Introduction

Prediction of pharmaceutical solubility in solvents is of vital importance due to its application in drug production. For instance, for pharmaceutical crystallization design and optimization, the solubility of drug in solvent must be known at the operational conditions for better operation. The driving force in crystallization is the solubility reduction which is conducted via different means such as cooling and solvent removal1,2. For cooling crystallization, analysis of solubility curve is important to find the crystal formation area as well as metastable zone. The solubility curve is constructed by measuring drug solubility at different temperatures.

In liquid-phase crystallization of pharmaceuticals, the main parameter affecting the crystallization rate and nucleation is temperature as it can change the drug solubility in the solvent. For supercritical solvents, both pressure and temperature can alter the drug solubility and therefore the crystal growth rates, and nucleation are different in supercritical solvents3,4. The solubility of drug in supercritical solvents can be estimated via thermodynamic models which is based on solid-liquid equilibrium for the solvent and solute. Development of thermodynamic models has been a first choice for estimation of drugs solubility in supercritical solvents, as there are numerous models applied for this application5,6,7. In most studies, CO2 is regarded as the green solvent in the process because it is low cost and suitable for pharmaceutical application.

_Entries shown_
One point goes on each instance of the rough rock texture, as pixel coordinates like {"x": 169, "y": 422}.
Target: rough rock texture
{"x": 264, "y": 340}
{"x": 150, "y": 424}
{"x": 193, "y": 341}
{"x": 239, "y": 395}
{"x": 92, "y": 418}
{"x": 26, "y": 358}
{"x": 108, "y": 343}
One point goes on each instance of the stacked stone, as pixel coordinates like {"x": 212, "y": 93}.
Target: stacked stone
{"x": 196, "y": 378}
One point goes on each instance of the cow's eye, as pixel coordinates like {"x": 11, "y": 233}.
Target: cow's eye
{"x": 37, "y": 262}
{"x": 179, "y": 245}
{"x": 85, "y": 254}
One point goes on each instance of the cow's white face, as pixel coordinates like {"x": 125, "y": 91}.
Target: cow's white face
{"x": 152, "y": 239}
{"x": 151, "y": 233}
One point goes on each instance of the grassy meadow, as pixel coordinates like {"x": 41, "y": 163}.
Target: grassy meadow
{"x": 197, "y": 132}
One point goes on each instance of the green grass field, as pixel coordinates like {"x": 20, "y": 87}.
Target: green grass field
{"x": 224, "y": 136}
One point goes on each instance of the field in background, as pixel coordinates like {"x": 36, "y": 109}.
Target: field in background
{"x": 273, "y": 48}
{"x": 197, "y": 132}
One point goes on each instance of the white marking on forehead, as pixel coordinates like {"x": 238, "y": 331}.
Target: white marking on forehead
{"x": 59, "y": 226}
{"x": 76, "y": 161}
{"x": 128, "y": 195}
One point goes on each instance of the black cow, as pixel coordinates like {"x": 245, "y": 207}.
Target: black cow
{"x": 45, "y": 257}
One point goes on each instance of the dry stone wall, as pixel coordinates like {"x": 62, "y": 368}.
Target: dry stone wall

_Activity list_
[1] According to the introduction on pharmaceutical solubility, what do pressure and temperature change in supercritical solvents, either directly or as a result? List them.
[2] Continue the introduction on pharmaceutical solubility from the point where it stops.
The entries are not needed for this work.

_Answers to each task_
[1]
- drug solubility
- crystal growth rates
- nucleation

[2]
Zhang et al.8 developed a thermodynamic model based on PC-SAFT equation of state (EoS) to correlate solubility of some pharmaceutical compounds in supercritical CO2. Three parameters were considered for the model, and their values were estimated via fitting the experimental data of solubility. The overall RMSE for the fitting was reported to be 0.067 for 10 drugs. There are other activity coefficient and semi-empirical correlations developed for modeling drug solubility in supercritical CO2; however, the accuracy of data-driven models has been shown to be greater than thermodynamic models. Abouzied et al.9 calculated RMSE value of 0.016 for correlation of solubility dataset using Gaussian Process Regression (GPR) which was optimized via Political Optimizer algorithm for the hyperparameters tuning. The great accuracy of GPR model was due to the learning nature of model which can capture the nonlinear relations in the solubility data. Furthermore, developing thermodynamic models for a variety of drug molecules is challenging and cannot be generalized as the model depends on the molecular structure of drugs and the functional groups in the drug and their interactions with solvent molecules. Thus, the research gap is to develop a comprehensive model with capacity for generalization to calculate solubility of various drug molecules in supercritical CO2.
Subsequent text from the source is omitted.